__The request__.
Give back exactly the lines from the one holding "of the lips" to the bottom of the material, both included, and nothing more. No pictures.

Dataset excerpt:
------------------------------------------------------------------------

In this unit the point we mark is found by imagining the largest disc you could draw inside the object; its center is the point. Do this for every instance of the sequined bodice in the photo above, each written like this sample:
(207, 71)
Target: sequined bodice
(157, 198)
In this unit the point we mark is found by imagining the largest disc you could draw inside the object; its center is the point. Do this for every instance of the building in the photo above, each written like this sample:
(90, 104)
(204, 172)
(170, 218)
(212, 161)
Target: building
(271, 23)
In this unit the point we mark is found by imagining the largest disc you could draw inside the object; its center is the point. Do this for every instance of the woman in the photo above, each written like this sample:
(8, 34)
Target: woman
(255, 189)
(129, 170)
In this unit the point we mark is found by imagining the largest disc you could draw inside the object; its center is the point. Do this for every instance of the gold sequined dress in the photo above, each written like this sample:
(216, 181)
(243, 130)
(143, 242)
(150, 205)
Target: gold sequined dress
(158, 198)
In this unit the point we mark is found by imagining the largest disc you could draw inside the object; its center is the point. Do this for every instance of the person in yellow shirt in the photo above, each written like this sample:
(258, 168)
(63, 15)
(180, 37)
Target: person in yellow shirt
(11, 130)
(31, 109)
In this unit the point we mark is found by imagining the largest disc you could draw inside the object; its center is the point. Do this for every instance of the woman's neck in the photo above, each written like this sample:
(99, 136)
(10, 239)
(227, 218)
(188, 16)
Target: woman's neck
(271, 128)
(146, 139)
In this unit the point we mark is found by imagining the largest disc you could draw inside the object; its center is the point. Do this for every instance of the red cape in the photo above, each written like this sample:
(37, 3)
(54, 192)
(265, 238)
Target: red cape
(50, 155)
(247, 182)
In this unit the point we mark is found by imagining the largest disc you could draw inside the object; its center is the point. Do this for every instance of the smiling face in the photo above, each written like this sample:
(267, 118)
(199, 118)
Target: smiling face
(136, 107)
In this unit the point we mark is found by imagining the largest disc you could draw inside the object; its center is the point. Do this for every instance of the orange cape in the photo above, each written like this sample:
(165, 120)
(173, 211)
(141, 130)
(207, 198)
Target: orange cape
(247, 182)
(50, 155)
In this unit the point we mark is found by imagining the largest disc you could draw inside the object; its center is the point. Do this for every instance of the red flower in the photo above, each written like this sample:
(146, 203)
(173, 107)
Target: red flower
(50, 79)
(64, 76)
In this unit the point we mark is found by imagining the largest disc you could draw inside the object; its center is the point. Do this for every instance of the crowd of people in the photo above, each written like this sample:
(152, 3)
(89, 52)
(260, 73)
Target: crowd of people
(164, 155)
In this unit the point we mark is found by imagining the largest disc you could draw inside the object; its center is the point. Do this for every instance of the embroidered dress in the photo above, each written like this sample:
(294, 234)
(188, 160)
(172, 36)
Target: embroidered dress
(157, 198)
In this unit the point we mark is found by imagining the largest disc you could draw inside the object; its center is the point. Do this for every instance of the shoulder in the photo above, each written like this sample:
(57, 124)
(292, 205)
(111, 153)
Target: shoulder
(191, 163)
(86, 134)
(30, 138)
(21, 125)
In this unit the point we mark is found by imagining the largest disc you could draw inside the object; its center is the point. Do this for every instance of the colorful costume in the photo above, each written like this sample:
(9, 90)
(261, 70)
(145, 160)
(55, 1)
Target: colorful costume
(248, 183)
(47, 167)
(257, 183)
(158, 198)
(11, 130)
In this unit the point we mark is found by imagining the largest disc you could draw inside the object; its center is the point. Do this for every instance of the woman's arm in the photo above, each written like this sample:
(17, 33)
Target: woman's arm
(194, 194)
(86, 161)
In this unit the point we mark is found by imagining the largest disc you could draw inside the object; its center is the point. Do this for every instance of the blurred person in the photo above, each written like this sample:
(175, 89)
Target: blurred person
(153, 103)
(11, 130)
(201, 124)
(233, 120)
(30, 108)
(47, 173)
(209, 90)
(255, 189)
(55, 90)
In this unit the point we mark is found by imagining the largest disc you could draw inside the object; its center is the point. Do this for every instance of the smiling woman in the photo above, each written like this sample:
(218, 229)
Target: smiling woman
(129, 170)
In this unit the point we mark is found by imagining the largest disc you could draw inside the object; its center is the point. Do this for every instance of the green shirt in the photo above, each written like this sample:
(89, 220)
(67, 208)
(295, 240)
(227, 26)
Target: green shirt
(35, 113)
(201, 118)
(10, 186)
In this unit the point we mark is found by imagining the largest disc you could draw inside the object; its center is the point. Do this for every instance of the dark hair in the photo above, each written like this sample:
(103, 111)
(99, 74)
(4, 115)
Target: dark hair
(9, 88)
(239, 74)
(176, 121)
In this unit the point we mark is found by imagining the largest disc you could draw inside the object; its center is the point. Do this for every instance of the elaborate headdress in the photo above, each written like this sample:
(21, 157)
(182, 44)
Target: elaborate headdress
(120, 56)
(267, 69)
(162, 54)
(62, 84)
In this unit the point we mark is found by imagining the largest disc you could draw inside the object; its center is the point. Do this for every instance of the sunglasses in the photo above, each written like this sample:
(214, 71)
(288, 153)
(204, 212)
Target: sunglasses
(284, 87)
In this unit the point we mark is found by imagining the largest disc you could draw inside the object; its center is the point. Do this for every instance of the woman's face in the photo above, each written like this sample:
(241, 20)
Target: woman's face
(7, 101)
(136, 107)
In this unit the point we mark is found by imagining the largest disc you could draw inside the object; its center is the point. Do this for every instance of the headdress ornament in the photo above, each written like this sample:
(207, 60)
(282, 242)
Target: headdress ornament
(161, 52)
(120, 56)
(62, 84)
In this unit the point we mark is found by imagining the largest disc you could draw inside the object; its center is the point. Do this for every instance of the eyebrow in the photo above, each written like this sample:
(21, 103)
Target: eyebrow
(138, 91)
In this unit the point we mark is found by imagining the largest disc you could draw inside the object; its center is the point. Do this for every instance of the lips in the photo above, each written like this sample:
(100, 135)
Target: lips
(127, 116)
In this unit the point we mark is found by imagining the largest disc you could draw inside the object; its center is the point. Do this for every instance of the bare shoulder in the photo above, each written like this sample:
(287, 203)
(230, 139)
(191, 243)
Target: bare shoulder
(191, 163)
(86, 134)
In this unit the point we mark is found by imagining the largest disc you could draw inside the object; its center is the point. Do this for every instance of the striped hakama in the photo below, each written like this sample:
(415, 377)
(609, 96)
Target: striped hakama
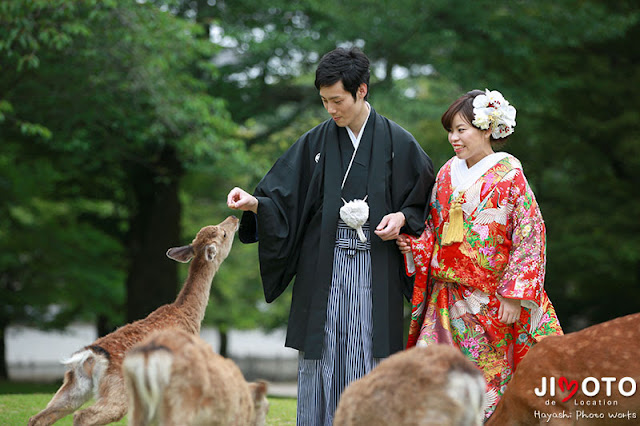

------------------------------------------------------------------------

__Full answer__.
In this unit the point we mark is found by imagining the largest disc you could draw inside the object; its center is the point. Do this for every instance of the lips in the photo above, each written like this sample:
(100, 135)
Target: lips
(127, 116)
In this unit the point we mark is found by imagining the largest disc you could draw inside the object; its center is the point. Do this for every instance of the bare shoulder in the photo above, each written like this sample:
(287, 203)
(230, 139)
(191, 243)
Target: bare shoulder
(191, 163)
(86, 134)
In this unit the point we mark is found by imagining the largest disc you could draw inside the object; its center is the point. Do this for every instance of the striped hakama in the photo below, each written like this sample:
(415, 377)
(609, 96)
Target: striped hakama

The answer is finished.